I tackle a bit of plumbing occasionally and normally use solder fittings,
but recently had to do some work which required chrome pipe and chrome
compression fittings for an electric shower. Also not allowed to use Boss
White near the shower. Normally I don't have many problems with standard
pipe and fittings but this was a hell of job getting a seal. Even had the
pipe slip out of one fitting because the chrome was so slippery.
In the end I got a seal by using some spare 15mm olives that were more
substantial that the ones in the cheap fittings from screwfix, also roughed
up the chrome that was inside the fitting, and yes, bugger it, I used a bit
I would love to know if there are any tips for working with chrome fittings
that will help if I ever tackle similar work again?
Is it chrome, or stainless? My shower had stainless pipe which was thin
walled, and when I used one of those push-on fittings with teeth inside
which grip the pipe, it wouldn't hold. I replaced it with copper, I didn't
want the leak in the loft above our bed where the join was.
And I use PTFE tape to seal compression fittings, they often don't seal
when it's got the torque I consider correct.

Entries:
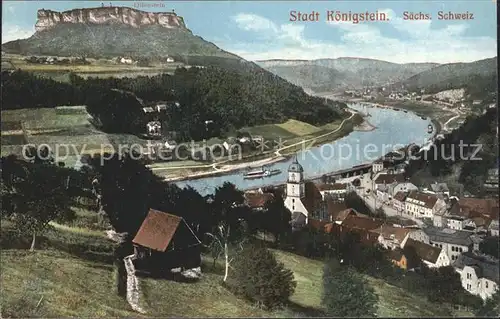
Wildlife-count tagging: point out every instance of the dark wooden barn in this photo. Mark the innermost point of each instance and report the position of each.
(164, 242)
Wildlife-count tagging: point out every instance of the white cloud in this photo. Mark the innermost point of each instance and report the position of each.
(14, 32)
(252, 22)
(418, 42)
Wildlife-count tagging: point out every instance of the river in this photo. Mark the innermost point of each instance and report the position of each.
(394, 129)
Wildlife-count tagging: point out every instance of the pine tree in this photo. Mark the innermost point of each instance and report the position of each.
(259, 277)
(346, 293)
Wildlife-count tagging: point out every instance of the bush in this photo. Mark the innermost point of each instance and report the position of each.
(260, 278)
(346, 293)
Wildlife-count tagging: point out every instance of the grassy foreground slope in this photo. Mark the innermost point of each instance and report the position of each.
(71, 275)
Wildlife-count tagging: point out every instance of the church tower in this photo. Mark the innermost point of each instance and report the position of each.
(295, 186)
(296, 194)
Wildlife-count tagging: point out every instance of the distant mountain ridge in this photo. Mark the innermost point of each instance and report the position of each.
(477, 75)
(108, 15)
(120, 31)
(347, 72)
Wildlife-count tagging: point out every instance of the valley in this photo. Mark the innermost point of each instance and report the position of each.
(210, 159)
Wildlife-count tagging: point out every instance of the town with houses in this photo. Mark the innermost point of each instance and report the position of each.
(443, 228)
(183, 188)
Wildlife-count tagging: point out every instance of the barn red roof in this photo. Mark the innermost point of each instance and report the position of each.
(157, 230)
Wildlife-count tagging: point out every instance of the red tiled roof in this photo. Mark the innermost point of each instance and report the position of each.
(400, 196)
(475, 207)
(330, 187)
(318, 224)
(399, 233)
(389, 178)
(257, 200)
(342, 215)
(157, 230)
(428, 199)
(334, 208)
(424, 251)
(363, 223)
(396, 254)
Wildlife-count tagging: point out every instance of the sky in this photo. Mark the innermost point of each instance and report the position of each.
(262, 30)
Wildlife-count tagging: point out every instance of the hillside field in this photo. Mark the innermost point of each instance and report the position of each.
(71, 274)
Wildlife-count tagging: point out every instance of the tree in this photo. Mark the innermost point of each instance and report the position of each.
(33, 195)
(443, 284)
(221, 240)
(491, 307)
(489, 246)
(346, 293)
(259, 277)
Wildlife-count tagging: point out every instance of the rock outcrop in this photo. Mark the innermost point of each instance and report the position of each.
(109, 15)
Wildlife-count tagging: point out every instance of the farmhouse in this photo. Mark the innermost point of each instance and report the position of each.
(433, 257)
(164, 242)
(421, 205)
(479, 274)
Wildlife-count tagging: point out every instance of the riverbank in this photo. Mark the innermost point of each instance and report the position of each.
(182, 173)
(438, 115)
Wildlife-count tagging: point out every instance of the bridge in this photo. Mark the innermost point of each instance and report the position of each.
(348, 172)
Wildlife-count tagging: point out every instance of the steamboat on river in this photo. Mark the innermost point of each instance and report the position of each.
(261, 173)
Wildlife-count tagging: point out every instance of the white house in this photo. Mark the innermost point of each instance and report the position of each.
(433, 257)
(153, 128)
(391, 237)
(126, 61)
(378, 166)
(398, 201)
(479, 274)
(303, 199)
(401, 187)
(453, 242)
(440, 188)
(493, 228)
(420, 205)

...

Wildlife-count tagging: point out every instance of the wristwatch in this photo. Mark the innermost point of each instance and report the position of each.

What you will do:
1. According to the plumbing discussion, what did the second poster replace the stainless pipe with?
2. Decide whether each statement agrees with the plumbing discussion, answering yes or no and quoting the words that settle it:
(a) The first poster normally uses solder fittings.
(b) A pipe slipped out of one fitting because the chrome was so slippery.
(c) The second poster's shower had thick-walled stainless pipe.
3. Pick up the plumbing discussion after its final sentence and write what comes next.

Answers by task:
1. Copper.

2.
(a) Yes: "normally use solder fittings"
(b) Yes: "Even had the pipe slip out of one fitting because the chrome was so slippery."
(c) No: "My shower had stainless pipe which was thin walled"

3.
I believe it also weakens/ embrittles plastic, at least the binding agent in
it does and as the water control valves in the showers frequently have
plastic components - taboo as far as the manufacturers are concerned. Having
said that I have a couple of plastic header tanks with the tank connectors
sealed with boss white 30 years ago and they're still holding water, but
they aren't under pressure and it's a different type of plastic!
You sure the pipe was 15mm and not old half inch?
I've used chrome on showers and never had any problems. The only time
I have had that problem was on old half inch pipe where I couldn't get
the right olives.
A smear of silicon gasket seal *behind* the olive was a successful
bodge on a cistern inlet.
These fittings are supposedly made to close tolerances.
Just possible you got two extremes but it would be something I've not
come across in plumbing fittings.
Unless it's all being made in China nowadays.
Well it seems that unless you buy Conex, that fitting are getting cheaper
and cheaper these days, and the fittings are definitely not as deep and the
olives not as substantial as they used to be. I guess that if I buy cheap
stuff I have to take my chances. Normally things are fine with copper, but
with Chrome plated copper, definitely go for quality fittings!!!
That's my summary anyway.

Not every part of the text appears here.